Page excerpt
=== Section Start ===
The Request and the Teacher’s Final Lessons

            When Mitch’s newspaper union went on strike, he suddenly had much more free time to spend with his friend. Coincidently, Tuesday had been the day for Morrie’s office hour at the university. This had always been their day together during Mitch’s college years; Morrie proclaimed that they were “Tuesday people.” Mitch began to look forward to these visits so much that left his cell phone in his car. He did not want to miss a moment with Morrie (Albom, 1995). Eventually, Mitch even helped Morrie with is Activities of Daily Life, (ADL)’s such as lifting him into his chair or helping him in the restroom. By the second visit, they started talking about difficult topics, such as depression and feeling sorry for oneself. He told Mitch that he allowed himself only five minutes a day first thing in the morning to rage, cry and realize how much he was losing. After those five minutes, he put that away, and he continued the business of active aging. For example, he read the newspaper every morning, he made phone calls and wrote letters. Tasks like these are called, “Instrumental activities of daily living,” or IADL’s. One of his many philosophies, “if you stay in bed, you’re dead.” As much as possible, he did as many activities as possible on his own. Although he never fooled himself, he knew the day was coming soon when he would even need assistance wiping his own bottom after using the bathroom. (N. Hooyman & H. Kiyak, 2010).

On the third Tuesday, they spoke about the eighth and final stage of Erik Erikson’s Psychosocial Theory of Human Development, Integrity vs. Despair. (N. Hooyman & H. Kiyak, 2010).  This means the ability to be happy with overall path one’s life has taken and have few regrets about it. Some people choose to go through life stagnant, caught up in the rather unimportant trappings of life: money, selfish wants and possessions. Morrie felt that in order to achieve the fulfillment that Erikson spoke of, one must learn to live and love well. Regret was an awful waste of precious time. Gratitude was always expressed; the tough times were met with positivity and good humor. Those were his keys to life; he did his best to live each moment to its fullest, making the decision not to wait until the last minutes of his life to explore its true meaning. They discussed our cultural fear of death; we tend, as a society, not face it until we are about to die, Just before the fourth Tuesday, Nightline and Ted Koppel returned for a visit.


At first, Ted said saw little difference until the interview was well under way; his hands were not animated and flying all over the place like they were before. The two spoke of stacks of mail that were received after the first interview; not surprisingly, Morrie really touched people. When Morrie was speaking about a letter that he had recently answered. Suddenly, he started speaking about his own family, especially his mother and father. (Albom, 1997). At eight years old, he could not face his mother’s death. She passed away from cancer. He was not even allowed by his father to mention his mother. A year later, his father remarried, so Morrie became part of a blended family due to his mother’s death and his father’s subsequent remarriage (N. Hooyman & H. Kiyak, 2010).  It took Morrie quite some time to get used to her, but she was a loving woman who sang to him. Eventually, he found room in his heart for her. As the end came nearer, family became even more important to him. An oxygen tank went along with him now, his newest piece of equipment. As Morrie often did, he switched the tables on Mitch; the two began to talk about Mitch’s brother who was suffering from pancreatic cancer. Mitch admitted that he was angry at his brother because he would not talk about and share his illness with the family (N. Hooyman & H. Kiyak, 2010).  He hid it away from them, unlike Morrie, closing himself off. Morrie told Mitch that he must feel all of his emotions; otherwise, he will be too afraid to truly love. Morrie explained that totally immersing himself in the experience of having and being totally responsible for his children allowed him to bond and love in the most profound way (Albom, 1997).
=== Section End ===
Your goal
Answer these questions from the text "The Request and the Teacher's Final Lessons," one per line:
(a) How many minutes a day did Morrie allow himself to rage and cry, and at what point in the day?
(b) Which stage of Erik Erikson's theory did Mitch and Morrie discuss on the third Tuesday?
(c) How old was Morrie when his mother died, and what illness caused her death?

The data
=== Section Start ===
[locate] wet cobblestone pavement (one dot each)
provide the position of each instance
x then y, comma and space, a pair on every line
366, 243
=== Section End ===
Reply
(a) Five minutes, first thing in the morning.
(b) The eighth and final stage, Integrity vs. Despair.
(c) He was eight years old, and she died of cancer.